> _Your objective_: For this exercise, write out exactly the lines from the line containing "Phrase: white cabinet" through the last line of the records, and no other lines.

Point-per-instance localization data:
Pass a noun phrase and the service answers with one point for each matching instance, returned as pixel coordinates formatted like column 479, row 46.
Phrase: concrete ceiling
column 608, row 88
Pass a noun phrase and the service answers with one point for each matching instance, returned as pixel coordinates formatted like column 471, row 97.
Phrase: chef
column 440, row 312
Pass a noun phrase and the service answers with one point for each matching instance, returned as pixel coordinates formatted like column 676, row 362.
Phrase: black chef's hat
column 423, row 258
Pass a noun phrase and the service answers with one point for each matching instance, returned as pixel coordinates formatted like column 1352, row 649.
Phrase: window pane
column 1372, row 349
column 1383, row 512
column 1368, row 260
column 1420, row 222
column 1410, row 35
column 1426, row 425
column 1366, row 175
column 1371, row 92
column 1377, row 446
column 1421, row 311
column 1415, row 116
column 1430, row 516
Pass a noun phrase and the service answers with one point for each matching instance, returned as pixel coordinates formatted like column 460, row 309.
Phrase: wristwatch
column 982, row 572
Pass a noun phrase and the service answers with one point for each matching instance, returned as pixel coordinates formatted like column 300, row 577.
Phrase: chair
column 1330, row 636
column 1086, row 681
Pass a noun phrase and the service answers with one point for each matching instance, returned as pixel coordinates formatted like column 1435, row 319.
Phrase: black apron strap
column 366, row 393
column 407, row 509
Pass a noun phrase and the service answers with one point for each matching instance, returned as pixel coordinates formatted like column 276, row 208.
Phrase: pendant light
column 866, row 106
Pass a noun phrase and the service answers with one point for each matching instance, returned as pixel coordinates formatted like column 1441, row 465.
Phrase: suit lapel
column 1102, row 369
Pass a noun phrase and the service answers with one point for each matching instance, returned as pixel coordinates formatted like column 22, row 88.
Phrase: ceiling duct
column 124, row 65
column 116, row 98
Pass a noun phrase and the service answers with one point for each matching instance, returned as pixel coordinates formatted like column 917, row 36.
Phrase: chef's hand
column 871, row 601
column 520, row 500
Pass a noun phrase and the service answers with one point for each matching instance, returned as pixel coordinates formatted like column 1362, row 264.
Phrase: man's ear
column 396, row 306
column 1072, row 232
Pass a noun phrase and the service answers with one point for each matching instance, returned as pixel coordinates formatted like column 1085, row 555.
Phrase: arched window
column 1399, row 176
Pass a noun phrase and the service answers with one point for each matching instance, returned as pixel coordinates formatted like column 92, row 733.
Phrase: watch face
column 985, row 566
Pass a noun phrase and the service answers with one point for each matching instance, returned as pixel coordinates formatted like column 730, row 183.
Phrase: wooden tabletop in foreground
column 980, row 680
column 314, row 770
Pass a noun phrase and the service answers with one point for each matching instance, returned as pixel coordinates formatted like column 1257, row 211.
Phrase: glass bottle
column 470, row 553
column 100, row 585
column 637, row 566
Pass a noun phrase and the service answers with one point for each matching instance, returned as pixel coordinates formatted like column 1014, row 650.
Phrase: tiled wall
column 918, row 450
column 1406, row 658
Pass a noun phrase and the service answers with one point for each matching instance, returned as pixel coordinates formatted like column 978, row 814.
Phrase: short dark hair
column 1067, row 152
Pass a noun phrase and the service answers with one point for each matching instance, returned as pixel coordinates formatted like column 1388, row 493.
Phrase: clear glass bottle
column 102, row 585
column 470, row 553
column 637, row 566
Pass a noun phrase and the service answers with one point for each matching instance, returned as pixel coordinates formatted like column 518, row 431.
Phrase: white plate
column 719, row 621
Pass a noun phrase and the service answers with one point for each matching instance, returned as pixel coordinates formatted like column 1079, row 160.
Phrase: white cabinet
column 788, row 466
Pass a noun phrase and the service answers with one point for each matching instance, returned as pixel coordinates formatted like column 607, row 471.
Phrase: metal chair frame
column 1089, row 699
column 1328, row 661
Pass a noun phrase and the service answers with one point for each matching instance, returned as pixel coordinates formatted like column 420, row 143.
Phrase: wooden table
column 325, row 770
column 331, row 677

> _Answer to this problem_:
Phrase: white cabinet
column 788, row 466
Pass a noun phrase and the service answers with one point for each matching instance, returned as pixel coordinates formatted like column 607, row 471.
Phrase: metal chair frame
column 1089, row 699
column 1328, row 661
Pass a noun phrase and the service answers with one point for each matching instance, returned as pixel coordinates formatted like column 420, row 143.
Phrase: wooden table
column 325, row 770
column 331, row 677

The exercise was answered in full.